= About this task =
Every entry below should be repeated exactly; the pictures should not.

Segment Start: Data for this exercise

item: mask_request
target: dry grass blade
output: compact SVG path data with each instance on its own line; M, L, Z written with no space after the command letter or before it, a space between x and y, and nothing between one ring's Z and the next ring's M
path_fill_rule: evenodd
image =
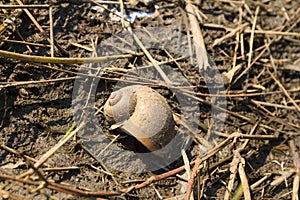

Segment End: Data for this exercise

= Exercise result =
item: mask_request
target: dry grass blade
output: compact SVG path data with each instance on its own line; M, L, Z written with no space after the command letter or before it, a space between x and y, and nothing between one ring's Z and the next ring's M
path_fill_rule: evenodd
image =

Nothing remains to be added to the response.